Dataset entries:
((

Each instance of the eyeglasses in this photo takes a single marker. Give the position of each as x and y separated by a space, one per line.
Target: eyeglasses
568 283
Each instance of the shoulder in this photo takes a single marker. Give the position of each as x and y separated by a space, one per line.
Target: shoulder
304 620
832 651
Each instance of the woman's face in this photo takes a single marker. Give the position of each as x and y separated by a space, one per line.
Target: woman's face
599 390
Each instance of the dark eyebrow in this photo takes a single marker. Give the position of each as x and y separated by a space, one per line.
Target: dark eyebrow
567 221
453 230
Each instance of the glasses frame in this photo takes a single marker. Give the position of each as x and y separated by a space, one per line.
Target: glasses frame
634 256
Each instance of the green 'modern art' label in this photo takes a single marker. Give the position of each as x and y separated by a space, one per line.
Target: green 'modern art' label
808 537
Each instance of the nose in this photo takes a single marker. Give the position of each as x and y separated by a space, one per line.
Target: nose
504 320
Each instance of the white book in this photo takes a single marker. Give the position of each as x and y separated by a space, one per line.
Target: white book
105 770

))
((

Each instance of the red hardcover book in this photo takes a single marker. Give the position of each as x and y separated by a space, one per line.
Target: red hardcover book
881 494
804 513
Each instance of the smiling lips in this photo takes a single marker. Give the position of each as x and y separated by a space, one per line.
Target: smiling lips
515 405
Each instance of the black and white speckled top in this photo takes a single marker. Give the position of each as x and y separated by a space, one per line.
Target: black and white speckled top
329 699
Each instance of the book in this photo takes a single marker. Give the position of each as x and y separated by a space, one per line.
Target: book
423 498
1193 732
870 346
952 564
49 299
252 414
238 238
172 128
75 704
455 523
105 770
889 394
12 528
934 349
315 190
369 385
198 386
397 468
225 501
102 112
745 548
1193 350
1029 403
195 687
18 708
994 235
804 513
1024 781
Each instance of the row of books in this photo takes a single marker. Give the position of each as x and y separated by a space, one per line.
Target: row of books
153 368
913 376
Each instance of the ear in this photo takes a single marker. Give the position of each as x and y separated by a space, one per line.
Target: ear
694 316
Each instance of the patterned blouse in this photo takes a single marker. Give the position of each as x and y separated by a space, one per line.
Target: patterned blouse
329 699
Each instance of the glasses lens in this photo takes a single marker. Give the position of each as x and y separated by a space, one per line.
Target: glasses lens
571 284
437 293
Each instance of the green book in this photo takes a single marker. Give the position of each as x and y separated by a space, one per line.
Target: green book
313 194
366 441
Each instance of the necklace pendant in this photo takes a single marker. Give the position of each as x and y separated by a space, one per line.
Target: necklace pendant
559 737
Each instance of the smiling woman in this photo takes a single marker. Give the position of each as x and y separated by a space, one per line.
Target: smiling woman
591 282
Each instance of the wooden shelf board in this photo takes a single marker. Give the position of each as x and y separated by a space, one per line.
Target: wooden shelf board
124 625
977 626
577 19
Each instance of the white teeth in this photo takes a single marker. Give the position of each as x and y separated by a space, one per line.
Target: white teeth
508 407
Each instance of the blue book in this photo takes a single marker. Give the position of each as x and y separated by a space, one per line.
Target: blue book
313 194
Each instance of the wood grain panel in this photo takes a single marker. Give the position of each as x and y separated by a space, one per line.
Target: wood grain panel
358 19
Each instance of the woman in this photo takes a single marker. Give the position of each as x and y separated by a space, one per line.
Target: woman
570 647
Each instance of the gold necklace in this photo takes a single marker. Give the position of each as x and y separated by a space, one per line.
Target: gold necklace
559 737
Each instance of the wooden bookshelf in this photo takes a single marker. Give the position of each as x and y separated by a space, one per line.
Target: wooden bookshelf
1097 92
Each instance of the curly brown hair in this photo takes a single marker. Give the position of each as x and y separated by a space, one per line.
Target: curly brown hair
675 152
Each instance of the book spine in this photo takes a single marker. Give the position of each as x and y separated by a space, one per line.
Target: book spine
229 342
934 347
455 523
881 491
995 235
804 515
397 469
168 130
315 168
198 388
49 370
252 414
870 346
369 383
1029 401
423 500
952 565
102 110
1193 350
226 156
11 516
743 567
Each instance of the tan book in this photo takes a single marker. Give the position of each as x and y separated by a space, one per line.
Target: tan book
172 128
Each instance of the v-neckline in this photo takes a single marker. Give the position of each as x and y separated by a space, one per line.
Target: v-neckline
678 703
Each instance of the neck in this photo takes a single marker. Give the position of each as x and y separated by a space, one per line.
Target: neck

))

* _EXERCISE DIRECTIONS_
Using the entries above, give again exactly the lines from the line holding "Target: black and white speckled top" through the line holding "Each instance of the ear". Include both end lines and nothing else.

* _RESPONSE AREA_
Target: black and white speckled top
329 699
Each instance of the book in this photo takes a single marker. Give the position of each as x and y separated by a space, one per line.
Target: book
423 498
1193 732
870 346
952 564
49 299
252 414
238 238
172 128
75 704
455 523
105 770
889 394
12 528
934 349
315 190
369 385
198 386
397 468
225 501
102 112
745 548
1193 350
1029 403
195 687
18 708
994 235
804 513
1024 781
Each instance of the row of books in this photo takes a single marker. Give the position of each as x and y separated by a space, one per line.
Target: row of books
153 368
913 376
Each instance of the ear in this photo takes a single marker. Give the position of each as x and y separated by a space, one per line.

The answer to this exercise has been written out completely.